◆ Task statement
Copy out all the records, word for word.

◆ Dataset records

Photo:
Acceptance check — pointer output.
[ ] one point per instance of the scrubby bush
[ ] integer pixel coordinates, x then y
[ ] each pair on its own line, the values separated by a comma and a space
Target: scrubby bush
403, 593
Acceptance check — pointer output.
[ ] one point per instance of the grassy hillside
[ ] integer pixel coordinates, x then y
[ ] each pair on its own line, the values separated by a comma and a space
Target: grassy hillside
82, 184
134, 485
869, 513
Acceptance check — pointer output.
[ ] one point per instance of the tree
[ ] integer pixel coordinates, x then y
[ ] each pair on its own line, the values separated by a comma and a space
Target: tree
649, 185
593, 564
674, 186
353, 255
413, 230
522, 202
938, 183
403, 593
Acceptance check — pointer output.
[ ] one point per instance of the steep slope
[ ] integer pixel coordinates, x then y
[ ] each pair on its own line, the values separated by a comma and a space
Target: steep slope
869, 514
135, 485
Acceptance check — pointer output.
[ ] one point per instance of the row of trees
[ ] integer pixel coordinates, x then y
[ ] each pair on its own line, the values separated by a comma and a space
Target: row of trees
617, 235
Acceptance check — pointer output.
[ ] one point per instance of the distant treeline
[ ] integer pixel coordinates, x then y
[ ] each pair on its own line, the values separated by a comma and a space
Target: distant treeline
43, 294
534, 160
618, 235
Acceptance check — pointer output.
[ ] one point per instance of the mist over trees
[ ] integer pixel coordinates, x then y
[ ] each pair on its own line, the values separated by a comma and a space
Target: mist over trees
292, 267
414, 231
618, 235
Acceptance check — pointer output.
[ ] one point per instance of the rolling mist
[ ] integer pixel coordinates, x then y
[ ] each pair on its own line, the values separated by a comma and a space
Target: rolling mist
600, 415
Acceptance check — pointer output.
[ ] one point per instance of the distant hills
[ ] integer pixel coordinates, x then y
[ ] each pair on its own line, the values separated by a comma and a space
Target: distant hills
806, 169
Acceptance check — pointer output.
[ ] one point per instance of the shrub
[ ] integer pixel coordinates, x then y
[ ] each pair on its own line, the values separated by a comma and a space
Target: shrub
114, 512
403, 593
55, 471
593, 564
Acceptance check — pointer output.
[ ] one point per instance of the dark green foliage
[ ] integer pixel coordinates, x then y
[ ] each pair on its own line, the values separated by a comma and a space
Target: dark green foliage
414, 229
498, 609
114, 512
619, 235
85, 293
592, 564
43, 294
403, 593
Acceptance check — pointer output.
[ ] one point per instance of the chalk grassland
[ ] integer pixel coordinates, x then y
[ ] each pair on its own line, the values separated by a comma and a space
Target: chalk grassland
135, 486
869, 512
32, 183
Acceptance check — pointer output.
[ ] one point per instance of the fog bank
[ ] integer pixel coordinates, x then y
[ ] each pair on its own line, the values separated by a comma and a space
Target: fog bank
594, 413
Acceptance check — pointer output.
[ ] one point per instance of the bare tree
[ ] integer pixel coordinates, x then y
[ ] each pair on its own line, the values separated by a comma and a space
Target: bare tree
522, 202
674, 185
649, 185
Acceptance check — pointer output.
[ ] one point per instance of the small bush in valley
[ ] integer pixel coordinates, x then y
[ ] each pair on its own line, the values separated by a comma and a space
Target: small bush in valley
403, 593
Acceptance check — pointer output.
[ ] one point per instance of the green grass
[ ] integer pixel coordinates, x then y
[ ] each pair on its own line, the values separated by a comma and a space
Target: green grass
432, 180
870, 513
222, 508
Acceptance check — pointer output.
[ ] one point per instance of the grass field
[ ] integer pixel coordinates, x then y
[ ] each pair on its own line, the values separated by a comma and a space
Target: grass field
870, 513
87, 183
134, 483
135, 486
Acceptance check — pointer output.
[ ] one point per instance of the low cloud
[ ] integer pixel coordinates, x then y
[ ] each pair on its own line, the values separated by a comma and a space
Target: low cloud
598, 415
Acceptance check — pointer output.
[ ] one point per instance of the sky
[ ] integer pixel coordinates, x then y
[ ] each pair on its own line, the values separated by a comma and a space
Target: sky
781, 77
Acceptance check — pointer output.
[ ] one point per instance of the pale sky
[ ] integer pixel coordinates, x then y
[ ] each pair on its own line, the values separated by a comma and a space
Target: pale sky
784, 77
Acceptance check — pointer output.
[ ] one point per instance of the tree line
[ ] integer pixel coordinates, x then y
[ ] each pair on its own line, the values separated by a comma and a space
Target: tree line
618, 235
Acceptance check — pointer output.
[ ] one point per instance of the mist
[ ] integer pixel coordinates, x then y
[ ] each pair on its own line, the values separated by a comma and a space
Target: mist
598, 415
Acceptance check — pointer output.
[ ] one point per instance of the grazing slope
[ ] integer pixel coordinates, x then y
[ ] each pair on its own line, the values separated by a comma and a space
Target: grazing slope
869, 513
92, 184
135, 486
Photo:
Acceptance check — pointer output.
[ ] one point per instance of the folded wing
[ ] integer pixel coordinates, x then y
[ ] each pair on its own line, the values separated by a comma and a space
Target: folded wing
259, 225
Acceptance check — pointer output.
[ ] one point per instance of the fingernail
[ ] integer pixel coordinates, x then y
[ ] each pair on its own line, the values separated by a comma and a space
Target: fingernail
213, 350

◆ Final result
Photo:
Acceptance check — pointer output.
[ ] one point per instance of the scrubby bush
[ ] integer pixel coordinates, x then y
[ ] each pair on its own line, the values separated by a comma and a space
Target: scrubby bush
403, 593
Acceptance check — pointer output.
[ ] one point per instance of the grassy hillside
[ ] integer pixel coordinates, x then y
[ ] each pair on its own line, the values separated by a comma and a space
Target: grassy hillside
82, 184
134, 485
869, 513
Acceptance check — pointer output.
[ ] one point per instance of the tree
[ ] integer pixel coordinates, x then y
[ ] each pair on its own line, the values separated by a comma and a space
Target: tree
649, 185
593, 564
674, 186
353, 255
413, 230
522, 202
938, 183
403, 593
Acceptance check — pointer output.
[ ] one point per instance of the steep slope
[ ] integer pixel coordinates, x then y
[ ] each pair on its own line, the values separated by a comma and a space
Target: steep slope
869, 514
135, 485
Acceptance check — pointer output.
[ ] one point per instance of the row of trees
[ ] integer pixel coordinates, x then y
[ ] each pair on its own line, the values separated by a comma and a space
Target: row of trees
617, 235
Acceptance check — pointer output.
[ ] one point per instance of the distant treeline
[ ] integer pixel coordinates, x then y
[ ] each pair on its own line, the values separated by a comma and a space
Target: distant treeline
43, 294
534, 160
618, 235
Acceptance check — pointer output.
[ ] one point per instance of the mist over trees
[ ] integer pixel coordinates, x then y
[ ] each pair on its own line, the values separated by a comma and a space
Target: mist over trees
292, 267
414, 231
618, 235
Acceptance check — pointer output.
[ ] one point per instance of the rolling mist
[ ] integer pixel coordinates, x then y
[ ] each pair on its own line, the values separated by a comma and a space
Target: rolling mist
600, 415
Acceptance check — pointer output.
[ ] one point per instance of the distant hills
[ ] integer pixel coordinates, x then y
[ ] each pair on its own line, the values separated by a comma and a space
Target: distant hills
806, 169
Acceptance check — pointer output.
[ ] one point per instance of the shrub
[ ] integer pixel coordinates, x then y
[ ] each pair on its own line, the values separated by a comma and a space
Target: shrub
114, 512
403, 593
55, 471
593, 564
Acceptance check — pointer output.
[ ] one point per instance of the dark green foliage
[ ] integer pixel coordinates, x then y
[ ] each pair on its own line, the values separated by a comma and a space
Target: dark green foliage
414, 229
498, 609
114, 512
619, 235
85, 293
592, 564
43, 294
403, 593
Acceptance check — pointer output.
[ ] one point per instance of the chalk grassland
[ ] integer pixel coordinates, x then y
[ ] each pair on its own line, the values separated by a comma and a space
Target: chalk grassland
135, 486
869, 512
32, 183
Acceptance check — pointer output.
[ ] one point per instance of the fog bank
[ ] integer pixel coordinates, x then y
[ ] each pair on its own line, the values separated by a comma and a space
Target: fog bank
594, 413
Acceptance check — pointer output.
[ ] one point per instance of the bare tree
[ ] integer pixel coordinates, x then y
[ ] each pair on its own line, the values separated by a comma and a space
Target: bare tree
522, 202
674, 185
649, 185
Acceptance check — pointer output.
[ ] one point per instance of the small bush in valley
[ ] integer pixel coordinates, x then y
[ ] each pair on its own line, the values separated by a comma and a space
Target: small bush in valley
403, 593
Acceptance check — pointer output.
[ ] one point per instance of the green grass
[ ] integer pixel coordinates, x then y
[ ] each pair on its own line, the values separated by a comma and a space
Target: green grass
432, 180
870, 513
222, 508
Acceptance check — pointer output.
[ ] one point per instance of the grass field
[ ] integer pixel coordinates, x then y
[ ] each pair on its own line, the values separated by a comma and a space
Target: grass field
870, 513
87, 183
134, 483
135, 486
Acceptance check — pointer output.
[ ] one point per instance of the low cloud
[ ] integer pixel coordinates, x then y
[ ] each pair on its own line, the values separated by a comma and a space
Target: low cloud
598, 415
Acceptance check — pointer output.
[ ] one point per instance of the sky
[ ] integer pixel coordinates, x then y
[ ] each pair on its own line, the values separated by a comma and a space
Target: sky
781, 77
Acceptance check — pointer output.
[ ] one point per instance of the pale sky
[ ] integer pixel coordinates, x then y
[ ] each pair on its own line, the values separated by a comma and a space
Target: pale sky
784, 77
Acceptance check — pointer output.
[ ] one point per instance of the tree line
[ ] integer pixel coordinates, x then y
[ ] each pair on its own line, the values separated by a comma and a space
Target: tree line
618, 235
Acceptance check — pointer output.
[ ] one point per instance of the mist
[ ] integer pixel coordinates, x then y
[ ] each pair on its own line, the values separated by a comma and a space
Target: mist
598, 415
Acceptance check — pointer output.
[ ] one point per instance of the grazing slope
[ ] integer pixel coordinates, x then y
[ ] each pair on its own line, the values separated by a comma and a space
Target: grazing slope
869, 513
92, 184
135, 486
Photo:
Acceptance check — pointer output.
[ ] one point per instance of the folded wing
[ ] integer pixel coordinates, x then y
[ ] each pair on its own line, the values separated by a comma and a space
Target: folded wing
259, 225
Acceptance check — pointer output.
[ ] one point per instance of the fingernail
[ ] integer pixel coordinates, x then y
[ ] each pair on its own line, the values separated by a comma and a space
Target: fingernail
213, 350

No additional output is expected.